» Work to complete: Reproduce all of the material below word for word, but leave the pictures out of your answer.

» Rows:
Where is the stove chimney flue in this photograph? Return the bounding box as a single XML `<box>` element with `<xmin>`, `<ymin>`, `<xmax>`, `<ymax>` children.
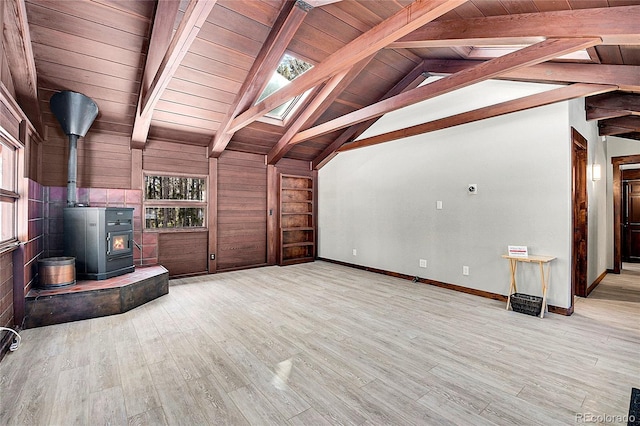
<box><xmin>49</xmin><ymin>90</ymin><xmax>98</xmax><ymax>207</ymax></box>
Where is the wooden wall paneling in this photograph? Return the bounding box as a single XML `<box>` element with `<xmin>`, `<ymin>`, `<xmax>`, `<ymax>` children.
<box><xmin>267</xmin><ymin>164</ymin><xmax>280</xmax><ymax>265</ymax></box>
<box><xmin>217</xmin><ymin>151</ymin><xmax>267</xmax><ymax>271</ymax></box>
<box><xmin>158</xmin><ymin>231</ymin><xmax>208</xmax><ymax>277</ymax></box>
<box><xmin>0</xmin><ymin>0</ymin><xmax>43</xmax><ymax>133</ymax></box>
<box><xmin>621</xmin><ymin>169</ymin><xmax>640</xmax><ymax>180</ymax></box>
<box><xmin>77</xmin><ymin>129</ymin><xmax>131</xmax><ymax>188</ymax></box>
<box><xmin>131</xmin><ymin>148</ymin><xmax>144</xmax><ymax>189</ymax></box>
<box><xmin>207</xmin><ymin>158</ymin><xmax>218</xmax><ymax>274</ymax></box>
<box><xmin>0</xmin><ymin>252</ymin><xmax>14</xmax><ymax>327</ymax></box>
<box><xmin>142</xmin><ymin>139</ymin><xmax>209</xmax><ymax>175</ymax></box>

» Written response:
Where is the stove chimney flue in this photograph? Return the bounding box as a single XML `<box>` element with `<xmin>`, `<ymin>`, `<xmax>`, `<ymax>` children.
<box><xmin>49</xmin><ymin>90</ymin><xmax>98</xmax><ymax>207</ymax></box>
Where is the wooden wall paneling in this photograph? Return the bounding box as a single XML `<box>` element with `<xmin>`, `<ymin>`, `<xmax>`, `<ymax>` children.
<box><xmin>267</xmin><ymin>164</ymin><xmax>280</xmax><ymax>265</ymax></box>
<box><xmin>217</xmin><ymin>151</ymin><xmax>267</xmax><ymax>271</ymax></box>
<box><xmin>158</xmin><ymin>231</ymin><xmax>208</xmax><ymax>277</ymax></box>
<box><xmin>0</xmin><ymin>0</ymin><xmax>43</xmax><ymax>133</ymax></box>
<box><xmin>621</xmin><ymin>169</ymin><xmax>640</xmax><ymax>180</ymax></box>
<box><xmin>77</xmin><ymin>129</ymin><xmax>131</xmax><ymax>188</ymax></box>
<box><xmin>131</xmin><ymin>148</ymin><xmax>144</xmax><ymax>189</ymax></box>
<box><xmin>207</xmin><ymin>158</ymin><xmax>218</xmax><ymax>274</ymax></box>
<box><xmin>0</xmin><ymin>252</ymin><xmax>14</xmax><ymax>327</ymax></box>
<box><xmin>142</xmin><ymin>139</ymin><xmax>209</xmax><ymax>175</ymax></box>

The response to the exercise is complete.